■ **What the task requires**: The copy you produce must repeat each record exactly and contain no pictures.

--- Exercise data Enclosed Below ---

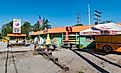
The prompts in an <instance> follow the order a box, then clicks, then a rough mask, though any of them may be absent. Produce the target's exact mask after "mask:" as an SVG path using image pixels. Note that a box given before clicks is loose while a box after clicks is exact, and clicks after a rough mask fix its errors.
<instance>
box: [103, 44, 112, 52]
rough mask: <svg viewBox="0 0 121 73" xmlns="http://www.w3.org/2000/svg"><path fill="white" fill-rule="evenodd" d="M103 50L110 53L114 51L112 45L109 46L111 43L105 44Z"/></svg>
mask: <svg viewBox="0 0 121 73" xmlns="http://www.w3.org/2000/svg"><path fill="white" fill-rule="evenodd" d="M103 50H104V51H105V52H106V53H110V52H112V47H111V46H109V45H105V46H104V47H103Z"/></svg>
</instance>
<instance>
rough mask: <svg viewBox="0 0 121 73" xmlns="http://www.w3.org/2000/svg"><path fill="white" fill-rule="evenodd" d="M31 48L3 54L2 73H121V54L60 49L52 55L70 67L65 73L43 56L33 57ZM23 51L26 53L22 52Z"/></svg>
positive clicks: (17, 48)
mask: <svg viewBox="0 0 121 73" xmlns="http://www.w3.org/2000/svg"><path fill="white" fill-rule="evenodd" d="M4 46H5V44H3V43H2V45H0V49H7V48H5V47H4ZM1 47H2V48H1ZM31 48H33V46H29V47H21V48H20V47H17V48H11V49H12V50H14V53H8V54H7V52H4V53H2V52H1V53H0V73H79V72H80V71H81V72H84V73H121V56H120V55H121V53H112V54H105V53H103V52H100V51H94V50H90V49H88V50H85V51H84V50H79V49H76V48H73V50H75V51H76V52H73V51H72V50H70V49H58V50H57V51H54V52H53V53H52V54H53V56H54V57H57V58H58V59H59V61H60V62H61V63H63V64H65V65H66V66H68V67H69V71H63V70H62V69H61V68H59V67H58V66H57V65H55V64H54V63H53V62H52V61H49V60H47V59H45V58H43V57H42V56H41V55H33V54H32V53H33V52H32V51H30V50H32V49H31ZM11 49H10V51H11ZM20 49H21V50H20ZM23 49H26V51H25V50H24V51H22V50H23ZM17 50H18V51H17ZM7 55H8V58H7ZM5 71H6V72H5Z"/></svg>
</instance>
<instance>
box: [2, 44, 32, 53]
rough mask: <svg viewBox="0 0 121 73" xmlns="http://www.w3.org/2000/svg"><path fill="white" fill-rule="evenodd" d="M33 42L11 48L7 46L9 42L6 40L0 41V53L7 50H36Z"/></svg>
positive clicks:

--- End of Enclosed Exercise data ---

■ **Answer for the task**:
The prompts in an <instance> follow the order a box, then clicks, then a rough mask, though any of them may be absent. Produce the target's exact mask after "mask:" as an SVG path using image pixels. Note that a box given before clicks is loose while a box after clicks is exact, and clicks after a rough mask fix its errors.
<instance>
box: [103, 44, 112, 52]
rough mask: <svg viewBox="0 0 121 73" xmlns="http://www.w3.org/2000/svg"><path fill="white" fill-rule="evenodd" d="M103 50L110 53L114 51L112 45L109 46L111 43L105 44Z"/></svg>
mask: <svg viewBox="0 0 121 73" xmlns="http://www.w3.org/2000/svg"><path fill="white" fill-rule="evenodd" d="M103 50H104V51H105V52H106V53H110V52H112V47H111V46H109V45H105V46H104V47H103Z"/></svg>
</instance>
<instance>
rough mask: <svg viewBox="0 0 121 73" xmlns="http://www.w3.org/2000/svg"><path fill="white" fill-rule="evenodd" d="M31 48L3 54L2 73H121V54L60 49L52 55L70 67L65 73L43 56L33 57ZM23 51L26 53L22 52Z"/></svg>
positive clicks: (17, 48)
mask: <svg viewBox="0 0 121 73" xmlns="http://www.w3.org/2000/svg"><path fill="white" fill-rule="evenodd" d="M4 46H5V44H3V43H2V45H0V49H7V48H5V47H4ZM1 47H2V48H1ZM31 48H33V46H29V47H21V48H20V47H17V48H11V49H12V50H14V53H8V54H7V52H4V53H2V52H1V53H0V73H79V72H80V71H81V72H84V73H121V56H120V55H121V53H112V54H105V53H103V52H100V51H94V50H90V49H88V50H85V51H84V50H79V49H76V48H73V50H75V51H76V52H73V51H72V50H70V49H58V50H57V51H54V52H53V53H52V54H53V56H54V57H57V58H58V59H59V61H60V62H61V63H63V64H65V65H66V66H68V67H69V71H63V70H62V69H61V68H59V67H58V66H57V65H55V64H54V63H53V62H52V61H49V60H47V59H45V58H43V57H42V56H41V55H33V54H32V53H33V52H32V51H30V50H32V49H31ZM11 49H10V51H11ZM20 49H21V50H20ZM23 49H26V51H25V50H24V51H22V50H23ZM17 50H18V51H17ZM7 55H8V58H7ZM5 71H6V72H5Z"/></svg>
</instance>
<instance>
box: [2, 44, 32, 53]
rough mask: <svg viewBox="0 0 121 73" xmlns="http://www.w3.org/2000/svg"><path fill="white" fill-rule="evenodd" d="M33 42L11 48L7 46L9 42L6 40L0 41V53L7 50H36Z"/></svg>
positive clicks:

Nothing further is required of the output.